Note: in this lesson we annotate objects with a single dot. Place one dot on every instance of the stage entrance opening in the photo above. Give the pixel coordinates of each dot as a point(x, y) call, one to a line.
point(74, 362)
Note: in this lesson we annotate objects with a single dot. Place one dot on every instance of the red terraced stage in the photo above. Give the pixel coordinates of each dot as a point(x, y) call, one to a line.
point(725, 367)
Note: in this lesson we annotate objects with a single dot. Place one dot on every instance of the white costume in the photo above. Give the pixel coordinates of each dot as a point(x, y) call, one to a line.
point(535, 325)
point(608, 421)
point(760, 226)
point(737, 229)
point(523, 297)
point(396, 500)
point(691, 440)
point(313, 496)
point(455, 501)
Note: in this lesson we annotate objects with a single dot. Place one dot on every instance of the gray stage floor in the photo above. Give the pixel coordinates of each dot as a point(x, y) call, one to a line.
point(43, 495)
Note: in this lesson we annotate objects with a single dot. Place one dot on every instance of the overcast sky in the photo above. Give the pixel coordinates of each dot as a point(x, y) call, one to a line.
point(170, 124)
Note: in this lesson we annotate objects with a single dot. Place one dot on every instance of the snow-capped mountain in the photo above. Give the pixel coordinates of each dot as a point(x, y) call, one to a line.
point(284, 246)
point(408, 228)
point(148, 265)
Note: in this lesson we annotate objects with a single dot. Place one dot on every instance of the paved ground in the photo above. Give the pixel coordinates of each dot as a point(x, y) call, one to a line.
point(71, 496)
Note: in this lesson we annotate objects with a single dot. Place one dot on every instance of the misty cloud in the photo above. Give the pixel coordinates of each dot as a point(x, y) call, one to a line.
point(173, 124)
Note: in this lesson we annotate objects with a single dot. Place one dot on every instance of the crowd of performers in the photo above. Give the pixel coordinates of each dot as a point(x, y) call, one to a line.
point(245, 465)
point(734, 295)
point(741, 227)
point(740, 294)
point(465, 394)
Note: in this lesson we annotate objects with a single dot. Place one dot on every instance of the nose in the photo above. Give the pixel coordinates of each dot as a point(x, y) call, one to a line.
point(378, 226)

+ + + + + + +

*What you have to do:* Reproduce the whole listing above word for word, keeping every line in its original order.

*Answer to the problem:*
Note: in this lesson we annotate objects with a single dot. Place one dot on every instance of the stage entrance opening in the photo above. Give the pixel coordinates of each dot as a point(x, y) call, one to a line.
point(74, 362)
Note: in this lesson we annotate objects with a single dot. Place one dot on every instance of the red terraced stage in the photo above. Give the pixel coordinates of each dot as a point(x, y) call, one to a line.
point(725, 367)
Note: in this lesson we annotate objects with a single dot. Place one dot on every instance of the white costume in the photo above. Give the pixel coordinates of each dot as a point(x, y) call, one to a line.
point(535, 325)
point(608, 421)
point(760, 226)
point(737, 229)
point(523, 297)
point(396, 500)
point(691, 440)
point(313, 496)
point(455, 501)
Note: in this lesson we annotate objects with a single dot. Place one dot on every instance of the gray stage floor in the photo above. Give the pixel coordinates of each dot as a point(x, y) call, one to a line.
point(43, 495)
Note: in this lesson we annotate objects with a single dot. Place one dot on every instance of the overcast sky in the photo above. Give the pixel coordinates of each dot as a point(x, y) call, one to a line.
point(170, 124)
Note: in this lesson we annotate objects with a single dot. Place one dot on every instance of the snow-capped mountain in the photo above. Give the pixel coordinates of each dot as a point(x, y) call, one to a line.
point(284, 246)
point(408, 228)
point(148, 265)
Note: in this lesson we annotate objects with a single dot. Place one dot on every instance of the paved ground in the photo above. Give the pixel coordinates of each dot as a point(x, y) call, one to a line.
point(71, 496)
Note: in this lesson we annotate objects with a single dot. Place one dot on every instance of the misty cloud in the photo above. Give the pixel coordinates of each dot as a point(x, y) call, one to a line.
point(173, 124)
Note: in this lesson we annotate objects with a single dot. Place one dot on every instance of the crowd of performers in the photo above. Give the pixel coordinates of each dot as a point(x, y) call, one to a line.
point(245, 465)
point(734, 295)
point(741, 227)
point(740, 294)
point(465, 394)
Note: in this lesson we annotate objects with a single dot. Place one dot on every instance of the nose in the photo above. Give the pixel coordinates of each dot as a point(x, y) call, one to a line.
point(378, 226)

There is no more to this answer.